YOUR TASK.
Resume the passage below on constructing a POD basis, writing on from its final line.

TEXT SECTION.

<<<<

Finally, by using the formulas ${\mathsf{\phi }}_i=\mathit{A}{\mathsf{\psi }}_i/{\lambda }_i$ $(1⩽i⩽r)$, we find the orthonormal eigenmatrix $\tilde{\mathsf{\Phi }}=({\mathsf{\phi }}_1,{\mathsf{\phi }}_2,\cdots ,$ ${\mathsf{\phi }}_r)\in {\mathbb{R}}^{M\times r}$ of $\mathit{A}{\mathit{A}}^T$ associated with the positive eigenvalues ${\lambda }_1⩾{\lambda }_2⩾\cdots ⩾{\lambda }_r>0$ to obtain a set of POD basis $\mathsf{\Phi }=({\mathsf{\phi }}_1,{\mathsf{\phi }}_2,\cdots ,$ ${\mathsf{\phi }}_d)$ ($d⩽r$), which is made up of the first d column vectors in $\tilde{\mathsf{\Phi }}$ and has the following property (see [39]):

$$\begin{array}{c}\parallel \mathit{A}-\mathsf{\Phi }{\mathsf{\Phi }}^T{\mathit{A}\parallel }_2=\sqrt{{\lambda }_{d+1}}.\hfill \end{array}$$

(14)

>>>>

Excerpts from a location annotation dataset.
<<<<

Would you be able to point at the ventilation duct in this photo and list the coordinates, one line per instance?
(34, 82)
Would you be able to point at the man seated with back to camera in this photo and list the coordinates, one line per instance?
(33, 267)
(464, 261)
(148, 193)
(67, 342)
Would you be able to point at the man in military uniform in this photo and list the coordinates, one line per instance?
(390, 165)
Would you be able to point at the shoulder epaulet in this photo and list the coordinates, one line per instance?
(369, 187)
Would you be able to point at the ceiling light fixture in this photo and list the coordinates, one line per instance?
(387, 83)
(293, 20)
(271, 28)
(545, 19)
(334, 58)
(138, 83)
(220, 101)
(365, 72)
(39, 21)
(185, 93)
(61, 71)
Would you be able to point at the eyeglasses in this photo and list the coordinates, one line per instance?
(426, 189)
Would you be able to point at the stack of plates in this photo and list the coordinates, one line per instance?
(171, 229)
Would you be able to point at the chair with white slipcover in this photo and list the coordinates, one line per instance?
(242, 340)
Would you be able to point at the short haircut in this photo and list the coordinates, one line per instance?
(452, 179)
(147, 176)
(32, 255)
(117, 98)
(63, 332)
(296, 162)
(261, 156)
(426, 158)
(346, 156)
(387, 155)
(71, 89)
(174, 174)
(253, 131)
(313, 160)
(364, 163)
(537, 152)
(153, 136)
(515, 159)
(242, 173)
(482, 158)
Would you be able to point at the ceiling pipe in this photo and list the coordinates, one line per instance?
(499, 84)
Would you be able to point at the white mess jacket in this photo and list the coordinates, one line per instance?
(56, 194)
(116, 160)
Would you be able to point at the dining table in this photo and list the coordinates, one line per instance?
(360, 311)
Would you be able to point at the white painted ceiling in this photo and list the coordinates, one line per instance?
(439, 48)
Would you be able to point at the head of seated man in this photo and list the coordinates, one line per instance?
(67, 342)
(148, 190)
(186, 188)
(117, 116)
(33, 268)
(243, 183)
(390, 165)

>>>>

ANSWER TO THIS PROBLEM.
In addition, there are the following estimations:

$$\begin{array}{c}{\displaystyle \parallel {\mathsf{\varpi }}^n-\mathsf{\Phi }{\mathsf{\Phi }}^T{\mathsf{\varpi }}^n\parallel =\parallel (\mathit{A}-\mathsf{\Phi }{\mathsf{\Phi }}^T\mathit{A}){\mathsf{\varsigma }}^n\parallel ⩽\parallel \mathit{A}-\mathsf{\Phi }{\mathsf{\Phi }}^T{\mathit{A}\parallel }_2\parallel {\mathsf{\varsigma }}^n\parallel }\hfill \\ {\displaystyle ⩽\sqrt{{\lambda }_{d+1}},1⩽n⩽L,}\hfill \end{array}$$

(15)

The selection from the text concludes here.